__WHAT IS NEEDED__:
Reproduce all the items below with every "rough mask" swapped for "coarse mask" and nothing else changed, leaving the pictures out of your answer.

__GIVEN RECORDS__:
>>>>
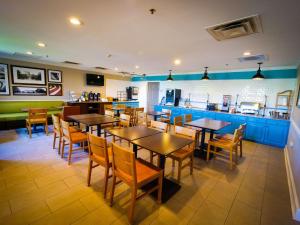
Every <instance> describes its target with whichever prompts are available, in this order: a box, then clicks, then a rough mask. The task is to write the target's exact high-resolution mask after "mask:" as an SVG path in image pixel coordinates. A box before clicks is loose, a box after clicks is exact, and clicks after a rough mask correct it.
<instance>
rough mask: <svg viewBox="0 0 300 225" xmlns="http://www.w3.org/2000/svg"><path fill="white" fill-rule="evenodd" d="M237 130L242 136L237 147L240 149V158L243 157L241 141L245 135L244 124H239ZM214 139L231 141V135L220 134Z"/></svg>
mask: <svg viewBox="0 0 300 225" xmlns="http://www.w3.org/2000/svg"><path fill="white" fill-rule="evenodd" d="M239 128H240V129H241V132H242V135H241V136H240V140H239V143H238V147H239V149H240V157H243V139H244V134H245V130H246V123H244V124H241V125H240V126H239ZM216 139H221V140H232V139H233V134H221V135H217V136H216Z"/></svg>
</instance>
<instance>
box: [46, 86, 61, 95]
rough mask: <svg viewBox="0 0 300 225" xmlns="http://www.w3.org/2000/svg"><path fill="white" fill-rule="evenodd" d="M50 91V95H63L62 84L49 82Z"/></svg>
mask: <svg viewBox="0 0 300 225" xmlns="http://www.w3.org/2000/svg"><path fill="white" fill-rule="evenodd" d="M48 91H49V96H62V95H63V91H62V84H51V83H48Z"/></svg>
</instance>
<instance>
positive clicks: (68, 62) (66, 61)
mask: <svg viewBox="0 0 300 225" xmlns="http://www.w3.org/2000/svg"><path fill="white" fill-rule="evenodd" d="M64 63H67V64H72V65H79V64H80V63H77V62H72V61H64Z"/></svg>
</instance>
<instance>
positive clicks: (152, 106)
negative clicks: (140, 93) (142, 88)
mask: <svg viewBox="0 0 300 225" xmlns="http://www.w3.org/2000/svg"><path fill="white" fill-rule="evenodd" d="M158 98H159V82H148V91H147V112H150V111H153V110H154V105H158Z"/></svg>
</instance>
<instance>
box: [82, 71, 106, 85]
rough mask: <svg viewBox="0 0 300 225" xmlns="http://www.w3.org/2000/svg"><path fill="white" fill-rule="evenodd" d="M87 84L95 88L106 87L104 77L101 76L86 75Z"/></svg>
mask: <svg viewBox="0 0 300 225" xmlns="http://www.w3.org/2000/svg"><path fill="white" fill-rule="evenodd" d="M86 84H87V85H93V86H104V76H103V75H99V74H90V73H87V74H86Z"/></svg>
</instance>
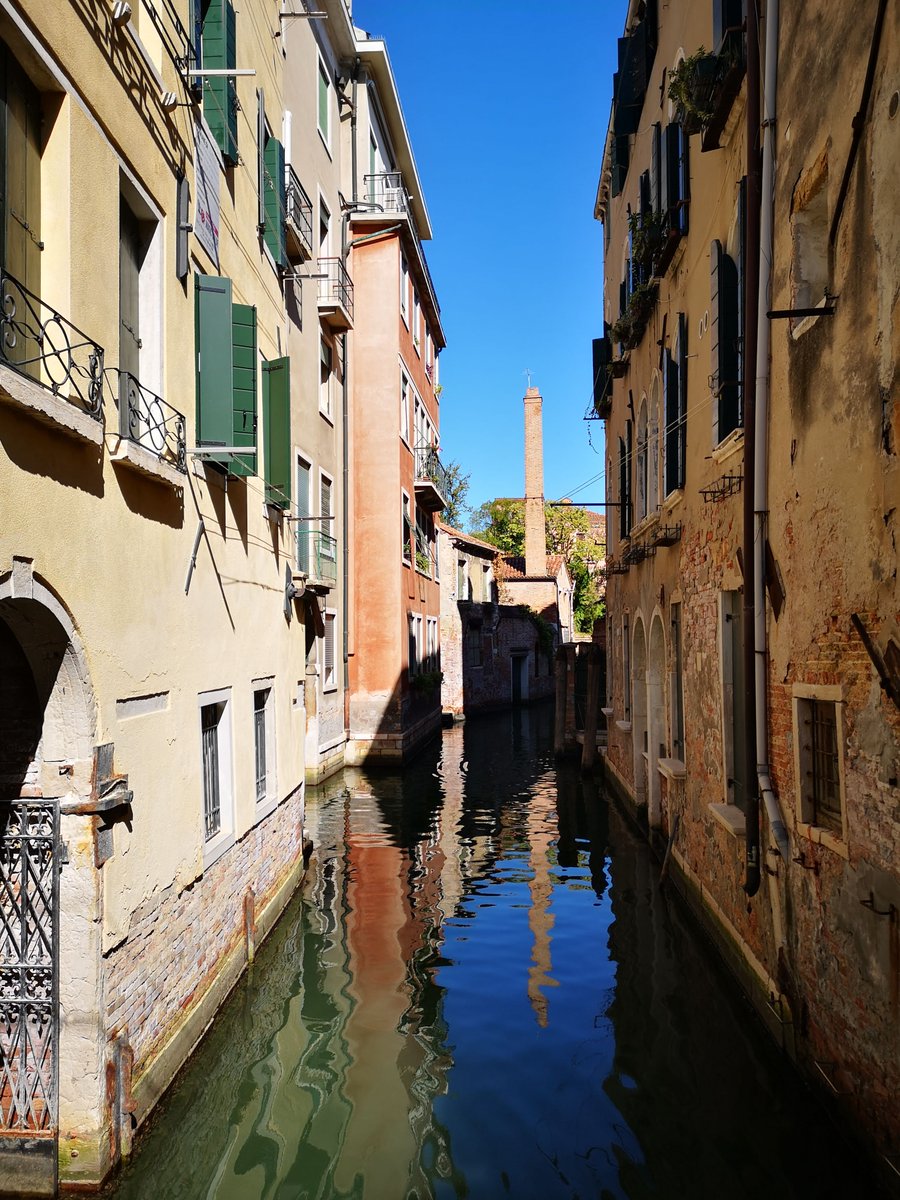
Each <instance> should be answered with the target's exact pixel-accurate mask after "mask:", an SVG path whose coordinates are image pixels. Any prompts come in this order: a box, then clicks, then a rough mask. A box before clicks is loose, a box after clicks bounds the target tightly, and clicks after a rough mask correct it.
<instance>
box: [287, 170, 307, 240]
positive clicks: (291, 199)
mask: <svg viewBox="0 0 900 1200" xmlns="http://www.w3.org/2000/svg"><path fill="white" fill-rule="evenodd" d="M287 176H288V179H287V208H286V214H284V217H286V221H287V227H288V233H289V234H292V235H293V241H294V244H295V246H296V250H298V252H299V253H300V254H302V256H305V257H306V258H312V200H311V199H310V197H308V196H307V194H306V190H305V188H304V185H302V184H301V182H300V180H299V179H298V178H296V172H295V170H294V168H293V167H290V166H289V167H288V168H287Z"/></svg>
<<<<
__YOUR SOLUTION__:
Every <instance> describes its target with whichever prompts are available, in this order: a box, then clicks, then a coarse mask. The task is to write the target's exact high-resolution mask after "mask:" as an SVG path in image pixel coordinates. A box before clicks is loose, a box after clicks is exact, and clicks after a coarse mask correct it.
<instance>
coarse mask: <svg viewBox="0 0 300 225" xmlns="http://www.w3.org/2000/svg"><path fill="white" fill-rule="evenodd" d="M237 130L242 136L237 147L240 149V158L243 157L241 141L245 135L244 124H239ZM214 139L231 141V135L220 134Z"/></svg>
mask: <svg viewBox="0 0 300 225" xmlns="http://www.w3.org/2000/svg"><path fill="white" fill-rule="evenodd" d="M239 128H240V129H241V132H242V135H241V136H240V140H239V143H238V147H239V149H240V157H243V139H244V134H245V130H246V123H244V124H241V125H240V126H239ZM216 139H221V140H232V139H233V134H221V135H217V136H216Z"/></svg>
</instance>
<instance>
box: [46, 86, 61, 95]
coarse mask: <svg viewBox="0 0 300 225" xmlns="http://www.w3.org/2000/svg"><path fill="white" fill-rule="evenodd" d="M50 91V95H63L62 84L49 82Z"/></svg>
mask: <svg viewBox="0 0 300 225" xmlns="http://www.w3.org/2000/svg"><path fill="white" fill-rule="evenodd" d="M48 91H49V96H62V95H63V91H62V84H51V83H48Z"/></svg>
</instance>
<instance>
positive clicks: (68, 62) (66, 61)
mask: <svg viewBox="0 0 300 225" xmlns="http://www.w3.org/2000/svg"><path fill="white" fill-rule="evenodd" d="M64 63H67V64H72V65H79V64H80V63H77V62H72V61H64Z"/></svg>
</instance>
<instance>
positive clicks: (152, 106)
negative clicks: (140, 93) (142, 88)
mask: <svg viewBox="0 0 300 225" xmlns="http://www.w3.org/2000/svg"><path fill="white" fill-rule="evenodd" d="M158 98H159V82H148V91H147V112H150V111H153V110H154V105H158Z"/></svg>
</instance>
<instance>
box: [82, 71, 106, 85]
coarse mask: <svg viewBox="0 0 300 225" xmlns="http://www.w3.org/2000/svg"><path fill="white" fill-rule="evenodd" d="M87 84L95 88L106 87L104 77L101 76L86 75Z"/></svg>
mask: <svg viewBox="0 0 300 225" xmlns="http://www.w3.org/2000/svg"><path fill="white" fill-rule="evenodd" d="M86 84H87V85H93V86H104V76H103V75H99V74H90V73H87V74H86Z"/></svg>
</instance>
Each <instance> should be answered with the target's exact pixel-accurate mask after "mask:", an SVG path whose coordinates are image pixels. Any prompts come in this order: a box, then clicks, then a coarse mask. A box before clicks is loose, a box after clicks bounds the target tightly, and clicks after a coarse mask correct it.
<instance>
box: [287, 170, 307, 240]
positive clicks: (291, 199)
mask: <svg viewBox="0 0 900 1200" xmlns="http://www.w3.org/2000/svg"><path fill="white" fill-rule="evenodd" d="M287 176H288V179H287V208H286V214H284V217H286V221H287V227H288V233H289V234H292V235H293V241H294V244H295V246H296V250H298V252H299V253H300V254H302V256H305V257H306V258H312V200H311V199H310V197H308V196H307V194H306V190H305V188H304V185H302V184H301V182H300V180H299V179H298V178H296V172H295V170H294V168H293V167H290V166H289V167H288V168H287Z"/></svg>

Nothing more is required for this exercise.